* Data in this exercise

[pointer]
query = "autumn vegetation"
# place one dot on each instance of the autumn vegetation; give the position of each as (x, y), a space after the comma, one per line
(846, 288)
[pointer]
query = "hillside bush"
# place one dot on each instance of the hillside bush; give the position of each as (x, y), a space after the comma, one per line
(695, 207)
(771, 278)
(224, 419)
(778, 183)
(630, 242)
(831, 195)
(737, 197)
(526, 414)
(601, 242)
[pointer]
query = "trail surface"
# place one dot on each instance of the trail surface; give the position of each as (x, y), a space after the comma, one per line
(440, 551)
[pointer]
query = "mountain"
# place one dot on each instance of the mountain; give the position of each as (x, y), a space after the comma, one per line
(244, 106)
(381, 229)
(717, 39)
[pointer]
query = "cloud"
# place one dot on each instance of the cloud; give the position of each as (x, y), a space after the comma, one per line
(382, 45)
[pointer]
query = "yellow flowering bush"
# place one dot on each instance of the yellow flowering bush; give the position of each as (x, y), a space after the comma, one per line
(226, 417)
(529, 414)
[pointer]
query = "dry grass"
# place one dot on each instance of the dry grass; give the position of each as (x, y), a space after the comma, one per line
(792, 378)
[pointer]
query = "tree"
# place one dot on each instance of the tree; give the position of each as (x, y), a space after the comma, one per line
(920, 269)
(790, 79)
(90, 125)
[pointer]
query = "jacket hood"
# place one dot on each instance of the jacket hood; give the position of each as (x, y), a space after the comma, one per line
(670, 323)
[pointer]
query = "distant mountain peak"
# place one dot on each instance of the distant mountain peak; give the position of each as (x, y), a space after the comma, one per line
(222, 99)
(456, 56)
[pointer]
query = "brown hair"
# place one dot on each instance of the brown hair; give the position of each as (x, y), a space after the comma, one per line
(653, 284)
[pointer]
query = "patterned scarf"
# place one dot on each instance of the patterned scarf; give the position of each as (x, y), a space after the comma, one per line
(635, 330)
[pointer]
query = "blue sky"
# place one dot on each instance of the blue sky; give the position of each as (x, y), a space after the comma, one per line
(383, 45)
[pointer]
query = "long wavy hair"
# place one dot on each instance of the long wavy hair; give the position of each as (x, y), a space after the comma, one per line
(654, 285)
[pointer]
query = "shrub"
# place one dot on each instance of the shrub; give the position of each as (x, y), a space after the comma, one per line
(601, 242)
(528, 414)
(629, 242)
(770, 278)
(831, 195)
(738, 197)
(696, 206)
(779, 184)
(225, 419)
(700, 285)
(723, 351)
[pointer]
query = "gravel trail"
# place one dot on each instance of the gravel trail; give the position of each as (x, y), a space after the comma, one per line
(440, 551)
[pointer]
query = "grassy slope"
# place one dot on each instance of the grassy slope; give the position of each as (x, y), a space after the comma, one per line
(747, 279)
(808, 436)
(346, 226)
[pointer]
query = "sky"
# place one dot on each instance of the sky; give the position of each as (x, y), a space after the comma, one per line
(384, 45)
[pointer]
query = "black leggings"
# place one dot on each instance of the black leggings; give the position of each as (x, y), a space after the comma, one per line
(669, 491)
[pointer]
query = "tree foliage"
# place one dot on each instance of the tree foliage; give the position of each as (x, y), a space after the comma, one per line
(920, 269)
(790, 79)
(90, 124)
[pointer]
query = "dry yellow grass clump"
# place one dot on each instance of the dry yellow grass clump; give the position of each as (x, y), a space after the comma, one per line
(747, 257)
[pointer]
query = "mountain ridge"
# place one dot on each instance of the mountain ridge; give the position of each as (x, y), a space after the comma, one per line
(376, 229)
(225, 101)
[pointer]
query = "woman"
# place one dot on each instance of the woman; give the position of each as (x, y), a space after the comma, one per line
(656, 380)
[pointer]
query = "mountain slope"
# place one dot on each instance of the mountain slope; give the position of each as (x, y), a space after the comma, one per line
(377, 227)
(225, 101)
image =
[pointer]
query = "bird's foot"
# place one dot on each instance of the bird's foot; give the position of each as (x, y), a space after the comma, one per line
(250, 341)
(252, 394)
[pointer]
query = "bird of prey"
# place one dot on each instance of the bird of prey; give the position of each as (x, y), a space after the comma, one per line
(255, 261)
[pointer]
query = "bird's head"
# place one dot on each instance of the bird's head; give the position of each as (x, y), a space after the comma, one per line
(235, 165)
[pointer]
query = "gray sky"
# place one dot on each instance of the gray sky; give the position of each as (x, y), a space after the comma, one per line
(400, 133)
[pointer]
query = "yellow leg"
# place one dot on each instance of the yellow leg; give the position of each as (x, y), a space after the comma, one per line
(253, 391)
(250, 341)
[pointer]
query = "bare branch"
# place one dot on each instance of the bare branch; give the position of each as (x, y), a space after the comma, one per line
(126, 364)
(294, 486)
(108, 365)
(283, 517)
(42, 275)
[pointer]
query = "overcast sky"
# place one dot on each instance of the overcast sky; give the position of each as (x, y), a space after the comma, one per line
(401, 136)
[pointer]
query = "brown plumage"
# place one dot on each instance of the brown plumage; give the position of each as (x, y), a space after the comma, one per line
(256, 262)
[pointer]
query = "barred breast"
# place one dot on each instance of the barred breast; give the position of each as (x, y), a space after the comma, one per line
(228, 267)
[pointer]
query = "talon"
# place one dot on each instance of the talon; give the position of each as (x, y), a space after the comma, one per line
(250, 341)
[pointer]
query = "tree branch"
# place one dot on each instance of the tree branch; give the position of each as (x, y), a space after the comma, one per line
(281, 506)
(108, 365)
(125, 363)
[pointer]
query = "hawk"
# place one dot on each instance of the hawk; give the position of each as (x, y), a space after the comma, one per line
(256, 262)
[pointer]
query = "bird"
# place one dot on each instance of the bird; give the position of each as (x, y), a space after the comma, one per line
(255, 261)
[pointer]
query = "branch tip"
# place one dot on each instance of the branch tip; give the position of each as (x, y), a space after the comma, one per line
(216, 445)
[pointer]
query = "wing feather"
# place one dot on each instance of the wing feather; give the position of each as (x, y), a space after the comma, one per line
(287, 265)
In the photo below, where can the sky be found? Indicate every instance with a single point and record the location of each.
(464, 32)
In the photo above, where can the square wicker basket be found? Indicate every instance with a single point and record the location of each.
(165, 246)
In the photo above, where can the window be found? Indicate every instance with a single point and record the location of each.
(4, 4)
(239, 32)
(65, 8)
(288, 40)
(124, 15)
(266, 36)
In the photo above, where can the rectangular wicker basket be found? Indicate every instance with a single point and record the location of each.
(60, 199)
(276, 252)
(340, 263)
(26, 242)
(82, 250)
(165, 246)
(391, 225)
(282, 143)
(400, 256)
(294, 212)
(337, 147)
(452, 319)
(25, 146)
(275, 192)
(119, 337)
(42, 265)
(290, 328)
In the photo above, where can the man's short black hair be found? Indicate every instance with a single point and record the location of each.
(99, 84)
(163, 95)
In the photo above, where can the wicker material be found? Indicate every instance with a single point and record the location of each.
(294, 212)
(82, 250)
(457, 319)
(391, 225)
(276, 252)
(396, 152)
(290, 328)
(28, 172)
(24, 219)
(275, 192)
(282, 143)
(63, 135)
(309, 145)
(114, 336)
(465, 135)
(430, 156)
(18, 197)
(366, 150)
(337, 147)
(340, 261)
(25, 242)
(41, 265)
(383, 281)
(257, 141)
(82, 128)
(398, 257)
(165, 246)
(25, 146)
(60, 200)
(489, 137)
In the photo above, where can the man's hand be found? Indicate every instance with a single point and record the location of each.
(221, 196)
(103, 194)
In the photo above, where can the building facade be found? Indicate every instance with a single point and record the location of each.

* Task requirements
Return each line of the data exactly as written above.

* Output for this exercise
[pointer]
query = "autumn vegetation"
# place one dot on each instance of the autumn vegetation; give the position of each as (x, y), a space after the comma, one per line
(846, 288)
[pointer]
query = "hillside bush"
# place one dot on each instance of the hillside bush; give the position of each as (x, y), a space after the comma, one per line
(695, 207)
(771, 278)
(224, 419)
(778, 183)
(630, 242)
(831, 195)
(737, 197)
(526, 414)
(601, 242)
[pointer]
query = "trail surface"
# place one dot on each instance of the trail surface; give the position of each as (x, y), a space after the comma, one per line
(440, 551)
[pointer]
query = "mountain"
# place one dot on each instance of the mountain; give the position of each as (x, y), a space after the comma, one per line
(244, 106)
(381, 229)
(717, 39)
[pointer]
query = "cloud"
# place one dot on each instance of the cloud; give the position of each as (x, y), a space after the comma, one per line
(382, 45)
[pointer]
query = "yellow flowering bush"
# place one dot on each instance of the yellow flowering bush; give the position of each as (x, y), a space after the comma, one per line
(226, 417)
(529, 414)
[pointer]
query = "dry grass"
# place one dot on each instance of the dry grass; give the position of each as (x, y), a space after the comma, one per line
(792, 378)
[pointer]
query = "tree"
# place one dot on each instance of the tree; give the position of each as (x, y), a space after the comma, one per line
(920, 269)
(790, 79)
(90, 125)
[pointer]
query = "jacket hood"
# place one dot on each instance of the jacket hood; give the position of each as (x, y), a space after the comma, one per line
(670, 323)
[pointer]
query = "distant mountain peak"
# place one dot on each instance of the distant mountain peak; give the position of each as (x, y), a space after the comma, one per line
(222, 99)
(456, 56)
[pointer]
query = "brown hair"
# place one dot on each instance of the brown hair; give the position of each as (x, y), a space after the comma, one per line
(653, 284)
[pointer]
query = "patterned scarf"
# place one dot on each instance of the patterned scarf; give the position of each as (x, y), a space after the comma, one per line
(635, 330)
[pointer]
query = "blue sky"
# place one dot on each instance of the blue sky; give the position of each as (x, y), a space after the comma, one per line
(383, 45)
[pointer]
query = "long wavy hair"
# place one dot on each instance of the long wavy hair; give the position of each as (x, y), a space after the comma, one per line
(654, 285)
[pointer]
query = "shrub"
# place one dot on each instance of the shrub; give the position of each as (x, y), a space after the comma, one per line
(601, 242)
(528, 414)
(629, 242)
(770, 278)
(831, 195)
(738, 197)
(696, 206)
(779, 184)
(225, 419)
(700, 285)
(723, 351)
[pointer]
query = "gravel trail"
# place one dot on each instance of the gravel trail; give the position of each as (x, y), a space after the comma, one per line
(440, 551)
[pointer]
query = "grassy slope"
# place one dot on each instance of the grassy slope; give the position of each as (x, y), a space after the comma, one per line
(747, 279)
(808, 436)
(346, 226)
[pointer]
query = "sky"
# place one dot on each instance of the sky; give the position of each as (x, y), a space after the comma, one per line
(384, 45)
[pointer]
query = "black leggings"
# place one dot on each instance of the black leggings; give the position of each as (x, y), a space after the comma, one per line
(669, 491)
[pointer]
query = "tree foliage"
# place one dot on each instance of the tree foliage; give the position of each as (x, y), a space after the comma, one per line
(920, 269)
(790, 79)
(90, 124)
[pointer]
query = "dry yellow grass clump"
# place one dot on each instance of the dry yellow grass clump; give the position of each as (x, y), a space after the comma, one per line
(747, 257)
[pointer]
query = "mountain ridge"
# place one dot on each instance of the mountain ridge; give the position of each as (x, y), a space after the comma, one per line
(376, 229)
(225, 101)
[pointer]
query = "woman"
# place one dot on each instance of the woman; give the position of each as (x, y), a space after the comma, one per line
(656, 380)
[pointer]
query = "mountain slope"
# place one dot on each instance of the mountain slope; give the position of each as (x, y), a space after the comma, one per line
(377, 227)
(225, 101)
image =
[pointer]
query = "bird's foot"
# place one dot on each instance of the bird's foot; give the position of each as (x, y), a space after the comma, one per line
(250, 341)
(252, 394)
[pointer]
query = "bird of prey"
# place one dot on each instance of the bird of prey; give the position of each as (x, y), a space after the comma, one per line
(255, 261)
[pointer]
query = "bird's head"
# place one dot on each instance of the bird's head; give the position of each as (x, y), a space after the comma, one per line
(235, 165)
[pointer]
query = "gray sky"
# place one dot on each instance of the gray sky; give the position of each as (x, y), a space after the comma, one per line
(400, 133)
[pointer]
query = "yellow leg"
# place one dot on each instance of the yellow leg; give the position of each as (x, y), a space after the comma, one per line
(253, 391)
(250, 341)
[pointer]
query = "bare branch"
# place one dot on each instance of the bare branch; give the position of each as (x, y), a space after the comma, one per line
(126, 364)
(294, 486)
(108, 365)
(283, 517)
(42, 275)
[pointer]
query = "overcast sky"
# place one dot on each instance of the overcast sky; give the position of each as (x, y), a space after the comma, one per line
(401, 136)
[pointer]
query = "brown plumage"
# place one dot on each instance of the brown plumage; give the position of each as (x, y), a space after the comma, one per line
(256, 262)
[pointer]
query = "barred breast"
# place one dot on each instance of the barred breast; give the position of each as (x, y), a space after the comma, one per line
(228, 267)
[pointer]
query = "talon"
# place one dot on each instance of the talon; give the position of each as (x, y), a space after the comma, one per line
(250, 341)
[pointer]
query = "tree branch"
# place one dot on each instance of the tree branch; give the position of each as (x, y), a space after the comma, one per line
(281, 506)
(108, 365)
(125, 363)
[pointer]
query = "hawk"
# place one dot on each instance of the hawk; give the position of each as (x, y), a space after the comma, one per line
(256, 262)
[pointer]
query = "bird"
# place one dot on each instance of the bird; give the position of each as (x, y), a space after the comma, one per line
(255, 261)
[pointer]
query = "branch tip"
# place one dot on each instance of the branch tip; give the position of each as (x, y), a space after the comma, one per line
(216, 445)
[pointer]
query = "wing feather"
# place one dot on each instance of the wing feather; give the position of each as (x, y), a space after the comma, one per line
(287, 265)
In the photo below, where can the sky be found? Indicate every instance with a single point and record the location of each.
(464, 32)
In the photo above, where can the square wicker basket be found? Indicate every instance with a single point and record the location of each.
(165, 246)
In the photo above, where can the window be found? Indicate every instance with a single point and record the location of each.
(4, 4)
(239, 32)
(65, 8)
(288, 40)
(124, 15)
(266, 36)
In the photo above, where can the rectangular wicker basket be found? Indicate every instance with a single point and record the location of each.
(60, 199)
(276, 252)
(340, 263)
(26, 242)
(82, 250)
(165, 246)
(391, 225)
(282, 143)
(400, 256)
(294, 212)
(337, 147)
(452, 319)
(25, 146)
(275, 192)
(119, 337)
(42, 265)
(290, 328)
In the photo above, where can the man's short black hair be found? Indicate every instance with a single point and record the location of each.
(99, 84)
(163, 95)
In the photo above, where can the wicker material be found? Indicate every instance with a single point and record the location of each.
(294, 212)
(82, 250)
(457, 319)
(391, 225)
(276, 252)
(396, 152)
(290, 328)
(28, 172)
(24, 219)
(275, 192)
(282, 143)
(63, 135)
(309, 145)
(114, 336)
(465, 135)
(430, 156)
(18, 197)
(366, 150)
(337, 147)
(340, 261)
(25, 242)
(41, 265)
(383, 281)
(257, 141)
(82, 128)
(398, 257)
(165, 246)
(25, 146)
(60, 200)
(489, 137)
In the photo above, where can the man's hand be found? Indicate every instance with a single point and record the location of each.
(221, 196)
(103, 194)
In the photo above, where can the building facade be found? Indicate every instance with a single point and record the location of each.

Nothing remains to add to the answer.